[Selected text]:
METHODS: 56 children born very preterm (24-32 wk gestational age) at age 7.5 years, followed longitudinally from birth, and free of major neurodevelopmental impairments, underwent a blood collection by venipuncture. The children’s pain was self-reported using the Coloured Analog Scale and Facial Affective Scale. Parents completed the Child Behavior Checklist and State-Trait Anxiety Inventory. Pain exposure (number of invasive procedures) and clinical factors from birth to term-equivalent age were obtained prospectively. Multiple linear regression was used to predict children’s pain self-ratings from neonatal pain exposure after adjusting for neonatal clinical and concurrent psychosocial factors.
RESULTS: Greater number of neonatal invasive procedures and higher parent trait-anxiety were associated with higher pain intensity ratings during venipuncture at age 7.5 years. Fewer surgeries and lower concurrent child externalizing behaviors were associated with higher pain intensity.

[Image point grounding data]:
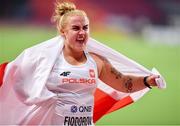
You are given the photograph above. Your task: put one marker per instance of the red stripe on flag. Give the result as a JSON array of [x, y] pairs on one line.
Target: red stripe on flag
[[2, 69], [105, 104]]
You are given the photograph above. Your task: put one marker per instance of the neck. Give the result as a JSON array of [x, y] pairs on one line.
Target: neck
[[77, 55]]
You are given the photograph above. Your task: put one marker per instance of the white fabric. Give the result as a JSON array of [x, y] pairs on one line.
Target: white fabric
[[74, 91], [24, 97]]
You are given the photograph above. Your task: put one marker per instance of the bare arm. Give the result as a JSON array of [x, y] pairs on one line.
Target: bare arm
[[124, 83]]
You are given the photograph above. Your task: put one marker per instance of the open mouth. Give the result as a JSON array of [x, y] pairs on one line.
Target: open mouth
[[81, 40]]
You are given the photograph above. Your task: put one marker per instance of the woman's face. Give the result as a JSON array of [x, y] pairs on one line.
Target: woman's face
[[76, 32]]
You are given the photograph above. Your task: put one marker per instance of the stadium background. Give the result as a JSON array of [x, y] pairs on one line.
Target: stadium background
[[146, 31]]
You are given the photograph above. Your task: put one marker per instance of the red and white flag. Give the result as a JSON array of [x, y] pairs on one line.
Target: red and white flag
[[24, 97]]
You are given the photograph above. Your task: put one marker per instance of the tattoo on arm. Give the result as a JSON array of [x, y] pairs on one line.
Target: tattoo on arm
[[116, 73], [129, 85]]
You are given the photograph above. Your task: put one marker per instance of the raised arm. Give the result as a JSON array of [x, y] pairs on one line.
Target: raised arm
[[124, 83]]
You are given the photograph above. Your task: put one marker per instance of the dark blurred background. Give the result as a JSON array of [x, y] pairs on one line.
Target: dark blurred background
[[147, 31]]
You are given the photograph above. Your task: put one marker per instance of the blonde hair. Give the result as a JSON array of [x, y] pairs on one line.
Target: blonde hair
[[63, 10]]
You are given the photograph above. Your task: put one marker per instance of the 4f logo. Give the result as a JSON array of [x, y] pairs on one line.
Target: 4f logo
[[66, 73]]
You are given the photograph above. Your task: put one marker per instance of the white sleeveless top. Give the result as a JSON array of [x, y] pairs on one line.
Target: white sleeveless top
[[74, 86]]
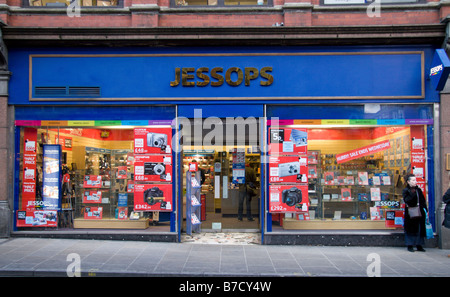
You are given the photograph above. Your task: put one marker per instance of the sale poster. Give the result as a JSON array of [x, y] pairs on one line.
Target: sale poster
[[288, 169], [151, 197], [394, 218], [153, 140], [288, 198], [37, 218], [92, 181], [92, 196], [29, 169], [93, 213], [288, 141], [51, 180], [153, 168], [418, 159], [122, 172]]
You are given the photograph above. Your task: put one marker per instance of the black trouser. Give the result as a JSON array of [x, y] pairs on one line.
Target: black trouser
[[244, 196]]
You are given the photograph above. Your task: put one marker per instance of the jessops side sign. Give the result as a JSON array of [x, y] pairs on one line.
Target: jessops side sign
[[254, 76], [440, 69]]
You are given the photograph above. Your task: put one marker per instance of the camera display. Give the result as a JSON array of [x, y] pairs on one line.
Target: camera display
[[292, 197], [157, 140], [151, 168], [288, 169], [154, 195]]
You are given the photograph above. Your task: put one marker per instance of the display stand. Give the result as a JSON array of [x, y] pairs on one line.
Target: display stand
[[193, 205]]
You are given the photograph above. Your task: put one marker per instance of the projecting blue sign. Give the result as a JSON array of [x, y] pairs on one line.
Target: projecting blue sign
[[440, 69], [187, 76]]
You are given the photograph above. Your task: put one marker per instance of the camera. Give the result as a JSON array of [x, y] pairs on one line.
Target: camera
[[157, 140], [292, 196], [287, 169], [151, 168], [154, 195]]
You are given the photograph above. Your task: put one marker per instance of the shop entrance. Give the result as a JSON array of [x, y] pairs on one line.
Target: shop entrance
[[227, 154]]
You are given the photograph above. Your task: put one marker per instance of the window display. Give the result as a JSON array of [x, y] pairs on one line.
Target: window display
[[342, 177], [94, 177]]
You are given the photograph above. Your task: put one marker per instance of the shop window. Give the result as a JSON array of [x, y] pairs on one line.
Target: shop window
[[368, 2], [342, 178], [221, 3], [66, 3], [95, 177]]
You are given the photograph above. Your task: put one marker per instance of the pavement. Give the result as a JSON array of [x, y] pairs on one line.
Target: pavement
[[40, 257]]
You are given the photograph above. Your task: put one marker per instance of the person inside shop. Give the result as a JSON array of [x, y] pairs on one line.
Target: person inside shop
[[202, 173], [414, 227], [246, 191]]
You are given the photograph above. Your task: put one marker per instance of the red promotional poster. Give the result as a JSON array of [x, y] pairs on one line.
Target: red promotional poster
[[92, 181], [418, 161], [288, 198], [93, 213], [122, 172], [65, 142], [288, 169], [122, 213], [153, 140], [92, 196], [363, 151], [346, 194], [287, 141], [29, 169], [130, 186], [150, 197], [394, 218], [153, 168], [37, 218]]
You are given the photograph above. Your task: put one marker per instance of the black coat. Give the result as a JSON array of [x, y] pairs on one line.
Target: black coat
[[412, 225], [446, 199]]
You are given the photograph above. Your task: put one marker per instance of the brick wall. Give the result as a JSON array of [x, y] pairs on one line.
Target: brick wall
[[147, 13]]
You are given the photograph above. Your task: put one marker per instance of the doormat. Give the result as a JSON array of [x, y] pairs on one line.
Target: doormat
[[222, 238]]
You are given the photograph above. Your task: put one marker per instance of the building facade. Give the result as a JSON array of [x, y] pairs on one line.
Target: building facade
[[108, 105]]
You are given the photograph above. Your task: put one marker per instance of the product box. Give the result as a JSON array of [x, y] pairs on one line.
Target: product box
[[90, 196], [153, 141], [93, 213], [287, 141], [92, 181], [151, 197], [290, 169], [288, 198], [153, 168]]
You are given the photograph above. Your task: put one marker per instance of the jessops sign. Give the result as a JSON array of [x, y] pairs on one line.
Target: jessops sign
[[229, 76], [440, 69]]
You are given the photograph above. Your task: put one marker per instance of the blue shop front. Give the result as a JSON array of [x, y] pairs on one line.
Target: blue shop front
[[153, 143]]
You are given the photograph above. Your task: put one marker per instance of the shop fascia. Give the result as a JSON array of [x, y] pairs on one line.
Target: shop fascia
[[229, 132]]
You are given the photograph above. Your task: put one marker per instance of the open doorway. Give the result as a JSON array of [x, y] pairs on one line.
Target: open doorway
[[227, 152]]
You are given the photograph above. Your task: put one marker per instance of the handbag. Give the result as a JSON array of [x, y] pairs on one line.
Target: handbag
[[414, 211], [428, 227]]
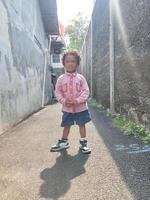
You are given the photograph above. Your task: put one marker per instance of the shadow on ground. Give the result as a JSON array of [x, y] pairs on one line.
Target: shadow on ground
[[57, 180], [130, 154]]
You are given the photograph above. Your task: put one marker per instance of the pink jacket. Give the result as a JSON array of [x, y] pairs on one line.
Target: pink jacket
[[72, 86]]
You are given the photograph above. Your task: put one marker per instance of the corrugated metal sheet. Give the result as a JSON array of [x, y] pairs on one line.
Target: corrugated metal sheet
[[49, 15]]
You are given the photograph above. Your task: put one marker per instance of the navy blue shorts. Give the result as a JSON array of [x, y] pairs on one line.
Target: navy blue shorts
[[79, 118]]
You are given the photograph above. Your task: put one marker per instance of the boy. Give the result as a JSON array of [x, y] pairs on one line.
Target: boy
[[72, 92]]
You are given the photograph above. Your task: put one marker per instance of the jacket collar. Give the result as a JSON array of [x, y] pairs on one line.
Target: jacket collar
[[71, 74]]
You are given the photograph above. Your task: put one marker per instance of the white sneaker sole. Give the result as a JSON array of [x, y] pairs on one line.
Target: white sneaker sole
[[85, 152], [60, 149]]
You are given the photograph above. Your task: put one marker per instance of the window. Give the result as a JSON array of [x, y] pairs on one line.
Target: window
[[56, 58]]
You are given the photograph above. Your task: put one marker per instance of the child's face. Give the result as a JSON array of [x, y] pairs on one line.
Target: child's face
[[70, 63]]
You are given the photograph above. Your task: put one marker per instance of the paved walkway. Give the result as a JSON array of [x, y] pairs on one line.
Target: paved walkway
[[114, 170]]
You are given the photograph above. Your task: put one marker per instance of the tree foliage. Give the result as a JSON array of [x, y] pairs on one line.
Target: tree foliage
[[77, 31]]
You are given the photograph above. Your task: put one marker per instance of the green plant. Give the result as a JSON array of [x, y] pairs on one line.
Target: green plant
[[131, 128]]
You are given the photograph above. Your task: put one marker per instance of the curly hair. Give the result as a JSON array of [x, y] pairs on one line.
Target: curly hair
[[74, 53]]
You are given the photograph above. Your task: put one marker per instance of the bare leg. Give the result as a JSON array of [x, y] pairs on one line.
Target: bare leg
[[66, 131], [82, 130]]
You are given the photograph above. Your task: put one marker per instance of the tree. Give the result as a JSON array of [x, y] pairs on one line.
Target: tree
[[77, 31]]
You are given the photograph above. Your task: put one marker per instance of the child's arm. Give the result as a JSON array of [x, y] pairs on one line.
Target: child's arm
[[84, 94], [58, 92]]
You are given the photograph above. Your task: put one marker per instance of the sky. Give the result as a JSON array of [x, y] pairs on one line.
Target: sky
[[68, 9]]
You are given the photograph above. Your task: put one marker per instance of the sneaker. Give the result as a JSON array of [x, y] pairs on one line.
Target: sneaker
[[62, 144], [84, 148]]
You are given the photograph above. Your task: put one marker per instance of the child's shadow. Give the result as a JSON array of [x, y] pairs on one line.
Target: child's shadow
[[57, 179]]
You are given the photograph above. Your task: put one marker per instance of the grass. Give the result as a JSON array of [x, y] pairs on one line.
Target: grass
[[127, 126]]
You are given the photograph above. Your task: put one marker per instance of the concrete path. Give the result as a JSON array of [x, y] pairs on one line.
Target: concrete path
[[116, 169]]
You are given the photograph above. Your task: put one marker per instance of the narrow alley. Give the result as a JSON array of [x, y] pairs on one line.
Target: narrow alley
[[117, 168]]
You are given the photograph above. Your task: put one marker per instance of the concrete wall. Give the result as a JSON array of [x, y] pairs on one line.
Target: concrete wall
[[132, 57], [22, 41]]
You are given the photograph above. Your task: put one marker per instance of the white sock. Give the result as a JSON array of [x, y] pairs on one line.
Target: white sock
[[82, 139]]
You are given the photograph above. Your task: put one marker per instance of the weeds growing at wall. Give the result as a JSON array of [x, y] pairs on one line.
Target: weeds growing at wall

[To do]: Proceed with the abstract on pain ratings in children born very preterm, picking up after its last sentence.

[Response box]:
In very preterm children, exposure to neonatal pain was related to altered pain self-ratings at school age, independent of other neonatal factors. Neonatal surgeries and concurrent psychosocial factors were also associated with pain ratings.
Valeri, B.O., Ranger, M., Chau, C.M., Cepeda, I.L., Synnes, A., Linhares, M.B. and Grunau, R.E. (2016) Neonatal Invasive Procedures Predict Pain Intensity at School Age in Children Born Very Preterm. The Clinical Journal of Pain. January 18th. [epub ahead of print].